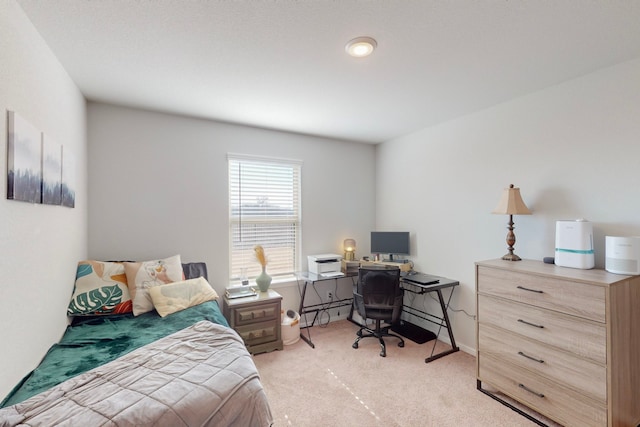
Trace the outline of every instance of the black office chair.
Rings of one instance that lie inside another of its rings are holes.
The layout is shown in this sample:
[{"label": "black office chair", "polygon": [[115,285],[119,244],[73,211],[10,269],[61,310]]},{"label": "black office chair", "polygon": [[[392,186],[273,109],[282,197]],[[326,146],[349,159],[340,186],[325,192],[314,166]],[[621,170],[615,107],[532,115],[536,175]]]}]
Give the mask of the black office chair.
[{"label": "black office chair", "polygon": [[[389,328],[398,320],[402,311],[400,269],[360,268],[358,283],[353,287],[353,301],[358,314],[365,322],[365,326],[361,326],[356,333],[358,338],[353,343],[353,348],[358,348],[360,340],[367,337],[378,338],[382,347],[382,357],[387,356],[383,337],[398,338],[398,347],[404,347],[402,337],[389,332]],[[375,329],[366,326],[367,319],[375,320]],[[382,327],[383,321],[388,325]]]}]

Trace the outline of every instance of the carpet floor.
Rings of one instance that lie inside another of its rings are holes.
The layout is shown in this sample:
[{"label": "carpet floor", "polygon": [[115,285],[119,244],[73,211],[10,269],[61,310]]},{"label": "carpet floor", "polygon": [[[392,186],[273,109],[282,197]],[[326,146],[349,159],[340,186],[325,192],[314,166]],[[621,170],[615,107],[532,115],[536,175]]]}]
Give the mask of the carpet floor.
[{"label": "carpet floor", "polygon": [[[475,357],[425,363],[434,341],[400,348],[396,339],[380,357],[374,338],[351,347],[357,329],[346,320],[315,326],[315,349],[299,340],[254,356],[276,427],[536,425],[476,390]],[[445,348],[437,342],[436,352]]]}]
...
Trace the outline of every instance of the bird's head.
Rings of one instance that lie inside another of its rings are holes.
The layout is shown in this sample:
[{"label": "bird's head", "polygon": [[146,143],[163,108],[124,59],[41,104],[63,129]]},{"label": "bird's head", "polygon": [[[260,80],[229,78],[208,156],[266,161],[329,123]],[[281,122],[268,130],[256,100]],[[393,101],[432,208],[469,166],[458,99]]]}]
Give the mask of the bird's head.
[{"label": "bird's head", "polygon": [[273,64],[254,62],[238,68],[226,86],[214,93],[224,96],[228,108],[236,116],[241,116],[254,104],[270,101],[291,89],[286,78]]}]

> _Task item_:
Only lines holding the word "every" are wanted; copy each one from the listing.

> _Solution below_:
Trace the outline of every instance of the black office chair.
Trace the outline of every instance of the carpet floor.
Trace the outline of every instance of the bird's head.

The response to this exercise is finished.